**DATA PROVIDED:**
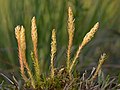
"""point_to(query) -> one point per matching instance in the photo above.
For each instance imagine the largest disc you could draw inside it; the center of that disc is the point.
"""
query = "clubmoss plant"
(59, 78)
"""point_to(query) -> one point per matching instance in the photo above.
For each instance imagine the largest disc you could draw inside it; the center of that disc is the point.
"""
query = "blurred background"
(53, 14)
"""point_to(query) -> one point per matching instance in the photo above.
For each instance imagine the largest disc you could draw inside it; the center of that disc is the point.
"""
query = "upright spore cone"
(70, 34)
(35, 50)
(86, 39)
(17, 34)
(90, 34)
(53, 51)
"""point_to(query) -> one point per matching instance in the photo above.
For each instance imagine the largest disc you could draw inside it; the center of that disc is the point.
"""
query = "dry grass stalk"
(17, 34)
(53, 51)
(22, 50)
(35, 50)
(86, 39)
(101, 61)
(70, 34)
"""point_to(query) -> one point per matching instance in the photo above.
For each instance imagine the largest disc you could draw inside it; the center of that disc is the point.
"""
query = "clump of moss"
(59, 78)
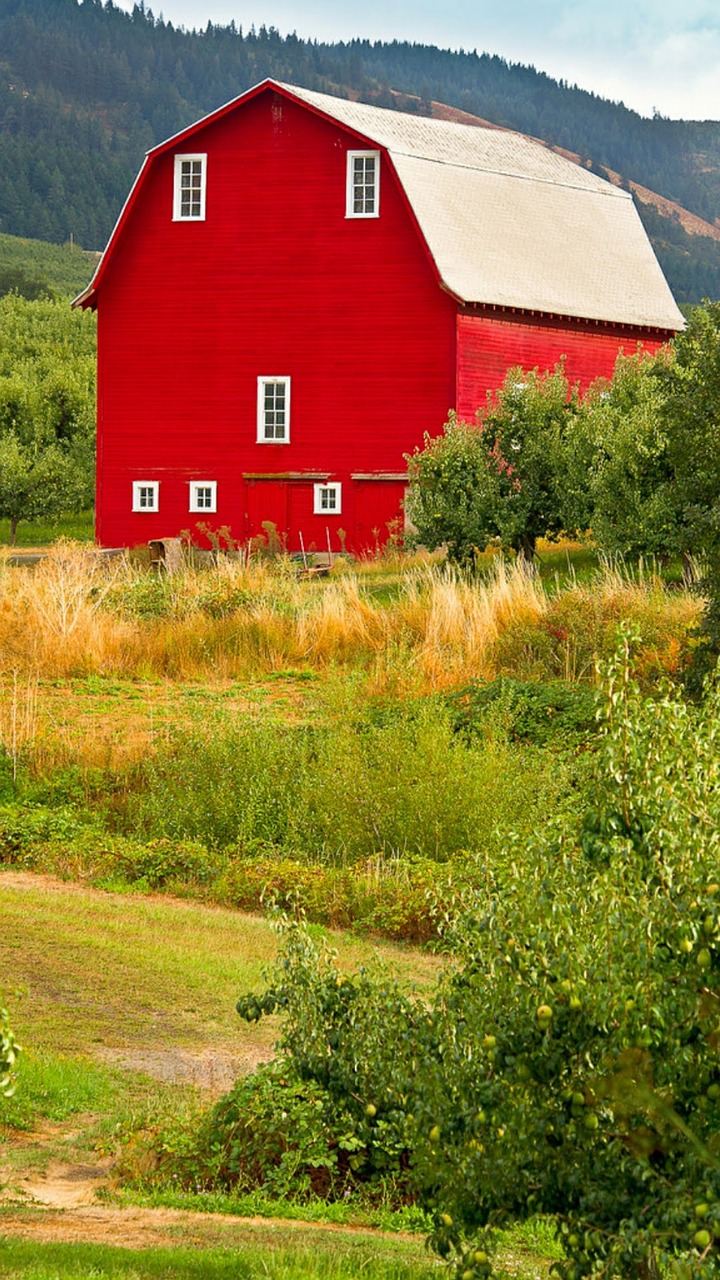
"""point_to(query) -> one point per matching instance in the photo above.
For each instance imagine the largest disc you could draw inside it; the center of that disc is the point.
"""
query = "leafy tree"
(691, 421)
(36, 484)
(504, 476)
(568, 1064)
(621, 456)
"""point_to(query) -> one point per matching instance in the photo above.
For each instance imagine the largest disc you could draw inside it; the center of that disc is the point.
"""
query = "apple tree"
(502, 475)
(569, 1061)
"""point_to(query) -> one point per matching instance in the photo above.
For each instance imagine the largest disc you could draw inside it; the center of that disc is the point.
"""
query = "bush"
(556, 712)
(568, 1065)
(404, 785)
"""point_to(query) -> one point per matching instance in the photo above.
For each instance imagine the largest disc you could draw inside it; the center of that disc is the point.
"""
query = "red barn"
(299, 287)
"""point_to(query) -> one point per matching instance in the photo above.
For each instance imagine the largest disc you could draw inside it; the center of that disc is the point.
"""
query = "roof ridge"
(604, 188)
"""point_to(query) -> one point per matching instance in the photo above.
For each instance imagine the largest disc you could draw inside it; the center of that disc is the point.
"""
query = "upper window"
(145, 494)
(273, 410)
(363, 183)
(203, 494)
(327, 499)
(190, 187)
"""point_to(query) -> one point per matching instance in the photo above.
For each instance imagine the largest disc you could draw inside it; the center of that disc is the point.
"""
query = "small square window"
(273, 410)
(188, 200)
(146, 496)
(327, 499)
(363, 184)
(203, 494)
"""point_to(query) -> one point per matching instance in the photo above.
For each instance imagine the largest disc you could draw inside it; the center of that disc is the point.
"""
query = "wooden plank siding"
(490, 343)
(274, 282)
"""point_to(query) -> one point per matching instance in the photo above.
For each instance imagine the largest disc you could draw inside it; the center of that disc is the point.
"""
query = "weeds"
(427, 627)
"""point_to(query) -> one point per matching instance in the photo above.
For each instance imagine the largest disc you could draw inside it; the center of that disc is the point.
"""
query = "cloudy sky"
(650, 54)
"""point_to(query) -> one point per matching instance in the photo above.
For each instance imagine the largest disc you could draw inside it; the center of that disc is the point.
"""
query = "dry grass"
(76, 615)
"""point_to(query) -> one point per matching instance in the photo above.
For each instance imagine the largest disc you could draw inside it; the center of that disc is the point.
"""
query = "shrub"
(400, 786)
(568, 1064)
(556, 712)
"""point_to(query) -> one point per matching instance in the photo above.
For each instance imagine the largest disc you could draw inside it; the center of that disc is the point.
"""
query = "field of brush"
(365, 750)
(360, 746)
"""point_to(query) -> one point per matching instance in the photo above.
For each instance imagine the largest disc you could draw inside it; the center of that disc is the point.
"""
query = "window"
(363, 183)
(327, 499)
(273, 410)
(146, 496)
(203, 494)
(190, 187)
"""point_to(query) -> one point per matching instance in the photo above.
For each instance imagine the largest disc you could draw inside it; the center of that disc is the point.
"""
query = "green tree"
(504, 476)
(36, 484)
(621, 456)
(691, 421)
(568, 1063)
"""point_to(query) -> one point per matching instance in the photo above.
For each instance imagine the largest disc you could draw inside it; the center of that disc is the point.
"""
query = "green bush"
(568, 1064)
(534, 712)
(405, 785)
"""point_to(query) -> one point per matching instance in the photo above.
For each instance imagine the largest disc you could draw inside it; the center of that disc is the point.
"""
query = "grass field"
(127, 1009)
(236, 734)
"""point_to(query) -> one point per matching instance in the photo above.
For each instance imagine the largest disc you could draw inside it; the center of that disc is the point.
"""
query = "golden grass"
(76, 615)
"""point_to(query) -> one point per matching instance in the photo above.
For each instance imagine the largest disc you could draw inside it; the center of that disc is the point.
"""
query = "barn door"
(267, 502)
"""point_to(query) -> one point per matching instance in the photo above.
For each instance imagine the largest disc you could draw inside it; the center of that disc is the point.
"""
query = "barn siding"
(491, 344)
(274, 282)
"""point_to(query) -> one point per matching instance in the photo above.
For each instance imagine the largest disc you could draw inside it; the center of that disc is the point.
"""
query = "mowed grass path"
(146, 973)
(96, 974)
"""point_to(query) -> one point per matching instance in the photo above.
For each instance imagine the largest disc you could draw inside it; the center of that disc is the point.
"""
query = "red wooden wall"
(278, 282)
(274, 282)
(488, 344)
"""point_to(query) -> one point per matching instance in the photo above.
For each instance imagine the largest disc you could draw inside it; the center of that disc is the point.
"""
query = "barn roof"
(506, 220)
(514, 224)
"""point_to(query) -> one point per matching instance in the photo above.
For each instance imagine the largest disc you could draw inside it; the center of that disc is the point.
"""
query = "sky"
(654, 55)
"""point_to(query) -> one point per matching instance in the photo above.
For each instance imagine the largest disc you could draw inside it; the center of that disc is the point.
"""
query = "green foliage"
(621, 456)
(502, 478)
(46, 410)
(556, 712)
(89, 88)
(37, 483)
(568, 1065)
(54, 1087)
(340, 794)
(691, 412)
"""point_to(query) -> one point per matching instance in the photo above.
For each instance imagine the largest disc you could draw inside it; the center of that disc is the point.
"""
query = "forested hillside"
(86, 88)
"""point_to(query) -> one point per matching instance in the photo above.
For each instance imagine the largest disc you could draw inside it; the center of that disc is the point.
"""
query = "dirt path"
(151, 1228)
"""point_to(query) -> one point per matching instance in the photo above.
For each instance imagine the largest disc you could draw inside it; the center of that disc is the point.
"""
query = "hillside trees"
(621, 457)
(91, 87)
(46, 408)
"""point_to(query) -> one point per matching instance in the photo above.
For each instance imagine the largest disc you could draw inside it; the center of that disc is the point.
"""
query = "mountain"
(86, 88)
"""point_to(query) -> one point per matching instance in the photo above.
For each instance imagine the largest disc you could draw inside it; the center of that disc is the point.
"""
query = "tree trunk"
(527, 548)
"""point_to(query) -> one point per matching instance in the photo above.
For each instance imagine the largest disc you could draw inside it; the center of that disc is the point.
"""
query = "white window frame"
(263, 383)
(350, 184)
(137, 504)
(178, 216)
(324, 487)
(195, 485)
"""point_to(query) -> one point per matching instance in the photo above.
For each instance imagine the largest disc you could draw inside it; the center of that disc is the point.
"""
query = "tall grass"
(77, 615)
(343, 792)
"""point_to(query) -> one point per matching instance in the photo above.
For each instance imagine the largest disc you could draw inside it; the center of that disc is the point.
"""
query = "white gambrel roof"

**YOUR ASSIGNMENT:**
If an entry contains an image, skip the image and return the rest of the listing unchanged.

**ANSWER TO THIS EXERCISE:**
"""point_to(query) -> one point per matching instance in the photo above.
For each instance imagine the largest disc you could draw inside it; the center of that disc is the point.
"""
query = "clubmoss plant"
(59, 78)
"""point_to(query) -> one point per matching instance in the photo above.
For each instance imagine the largest disc you could draw inside it; the center of that disc is the point.
"""
query = "blurred background"
(53, 14)
"""point_to(query) -> one point per matching instance in the photo above.
For each instance imagine the largest disc you could draw inside it; the center of that disc is the point.
"""
query = "upright spore cone"
(70, 34)
(35, 50)
(86, 39)
(17, 34)
(90, 34)
(53, 51)
"""point_to(query) -> one point per matching instance in the photo above.
For each instance imagine the largest disc you could draw inside it; the center of that disc is the point.
"""
query = "dry grass stalk"
(17, 34)
(53, 51)
(22, 50)
(35, 50)
(86, 39)
(101, 61)
(70, 34)
"""point_to(query) -> one point per matching instance in the photo above.
For each instance imagine the largest disc you could draw inside it; the center of that disc is the point.
"""
query = "clump of moss"
(59, 78)
"""point_to(query) -> one point per matching instance in the photo above.
For each instance imagine the largest disc you could draw inside it; the center of that disc is the point.
"""
query = "leafy tree"
(691, 421)
(36, 484)
(504, 476)
(568, 1064)
(621, 456)
"""point_to(query) -> one point per matching instance in the photo above.
For each instance imagine the largest disc you could draw inside it; the center of that disc is the point.
"""
query = "apple tree"
(502, 475)
(569, 1061)
"""point_to(query) -> one point per matching instance in the photo above.
For each instance imagine the largest disc you could draw inside it; the center of that disc is the point.
"""
query = "bush"
(556, 712)
(568, 1065)
(404, 785)
"""point_to(query) -> one point per matching instance in the photo above.
For each instance imagine the largest disc you could draw inside it; the center of that disc is the point.
"""
query = "red barn"
(299, 287)
"""point_to(query) -> one point per matching instance in the photo above.
For each instance imagine the largest disc you could draw inside it; the center of that disc is the point.
"""
query = "roof ridge"
(604, 188)
"""point_to(query) -> one point per matching instance in the photo above.
For each instance imagine the largest disc you could draw inside it; the center of that disc is the point.
"""
query = "upper window"
(145, 494)
(273, 410)
(363, 183)
(203, 494)
(327, 499)
(190, 187)
"""point_to(query) -> one point per matching instance in the photo above.
For each instance imagine the largest disc you could draw inside it; the center of that disc is the point.
"""
query = "small square window"
(273, 410)
(188, 200)
(146, 496)
(327, 499)
(363, 184)
(203, 494)
"""point_to(query) -> one point per matching instance in the photo above.
For each instance imagine the largest disc you could draw inside it; the center of that disc is the point.
"""
query = "wooden plank siding"
(490, 343)
(274, 282)
"""point_to(query) -> one point per matching instance in the photo above.
For each instance imagine the largest disc you could draw inside it; the center of that disc is the point.
"""
query = "weeds"
(427, 627)
"""point_to(query) -> one point per matching instance in the photo above.
For each instance imagine the largest disc you could draw inside it; the center of that disc is the point.
"""
query = "cloudy sky"
(650, 54)
"""point_to(query) -> one point per matching instance in the photo above.
For each instance imagine the largest disc you could draw inside it; the center of that disc is the point.
"""
query = "dry grass"
(76, 615)
"""point_to(query) -> one point per matching instance in the photo above.
For each instance imagine the largest disc you could draw inside it; the center of that disc is the point.
"""
query = "shrub"
(400, 786)
(568, 1064)
(556, 712)
"""point_to(query) -> one point per matching instance in the photo above.
For each instance imagine the largest disc you could draw inside it; the center of that disc is the point.
"""
query = "field of brush"
(365, 750)
(360, 746)
"""point_to(query) -> one point per matching instance in the photo above.
For each instance imagine the largest disc you could draw inside it; the center of that disc is the point.
"""
query = "window"
(363, 183)
(327, 499)
(273, 410)
(146, 496)
(203, 494)
(190, 187)
"""point_to(query) -> one point per matching instance in the photo above.
For each instance imagine the largest disc you could draw inside it; the center of that disc is the point.
"""
query = "green tree"
(504, 476)
(36, 484)
(621, 456)
(691, 421)
(568, 1063)
"""point_to(query) -> one point per matching instance in the photo above.
For each instance imagine the largest disc you could draw inside it; the center of that disc is the point.
"""
query = "green bush"
(568, 1064)
(534, 712)
(405, 785)
"""point_to(query) -> one point per matching instance in the photo above.
For each instance imagine the largest disc you could draw inside it; the center of that disc is the point.
"""
query = "grass field"
(127, 1009)
(236, 734)
"""point_to(query) -> one point per matching instance in the photo above.
For each instance imagine the largest disc you could draw inside it; the center of that disc is the point.
"""
query = "golden grass"
(76, 615)
"""point_to(query) -> one point per matching instance in the photo above.
For each instance imagine the largest disc you could draw inside it; the center of that disc is the point.
"""
query = "barn door"
(267, 502)
"""point_to(query) -> one point per matching instance in the photo above.
For each instance imagine the largest disc you could draw inside it; the center of that disc is the point.
"""
query = "barn siding"
(491, 344)
(274, 282)
"""point_to(query) -> one point per matching instance in the photo above.
For each instance imagine the largest disc you could draw inside it; the center of that disc is the point.
"""
query = "mowed grass path"
(146, 973)
(96, 974)
"""point_to(query) -> one point per matching instance in the photo above.
For each instance imagine the largest disc you could draw inside it; the center of that disc is the point.
"""
query = "red wooden wall"
(278, 282)
(274, 282)
(488, 344)
"""point_to(query) -> one point per matching instance in the photo above.
For each instance imagine the largest disc you could draw inside it; the center of that disc is the point.
"""
query = "barn roof"
(506, 220)
(514, 224)
"""point_to(query) -> one point per matching instance in the photo above.
For each instance imagine the largest disc you could draw inside it; the center of that disc is the point.
"""
query = "sky"
(654, 55)
"""point_to(query) -> one point per matching instance in the photo above.
For each instance imagine the largest disc you could draw inside it; the center of that disc is the point.
"""
query = "green foliage"
(621, 456)
(502, 478)
(46, 410)
(556, 712)
(89, 88)
(37, 483)
(568, 1065)
(54, 1087)
(340, 794)
(691, 412)
"""point_to(query) -> one point per matching instance in the photo above.
For each instance imagine the largest disc you could draw inside it; the center of that disc is the point.
"""
query = "forested hillside"
(86, 88)
"""point_to(query) -> one point per matching instance in the photo above.
For each instance imagine the largest disc you could draw inside it; the center of that disc is the point.
"""
query = "dirt path"
(151, 1228)
"""point_to(query) -> one point per matching instance in the photo above.
For each instance imagine the largest disc you could draw inside it; the center of that disc is the point.
"""
query = "hillside trees"
(621, 457)
(91, 87)
(46, 408)
"""point_to(query) -> one point per matching instance in the photo above.
For each instance imagine the largest disc you could draw inside it; the center of that disc is the point.
"""
query = "mountain"
(86, 88)
"""point_to(query) -> one point per matching instance in the photo above.
For each instance imagine the largest disc you could draw inside it; the center of that disc is the point.
"""
query = "tree trunk"
(527, 548)
"""point_to(query) -> one point per matching instance in the photo above.
For each instance imagine the largest disc you could draw inside it; the center of that disc is the point.
"""
query = "white window frame"
(263, 383)
(350, 184)
(137, 504)
(178, 216)
(324, 487)
(195, 485)
"""point_to(query) -> one point per matching instance in the photo above.
For each instance imagine the largest disc you could draw inside it; the center of that disc is the point.
"""
query = "tall grass"
(77, 615)
(343, 792)
"""point_to(query) -> one point per matching instance in the photo above.
For each instance imagine the largest disc you could draw inside it; the center of that disc is the point.
"""
query = "white gambrel roof"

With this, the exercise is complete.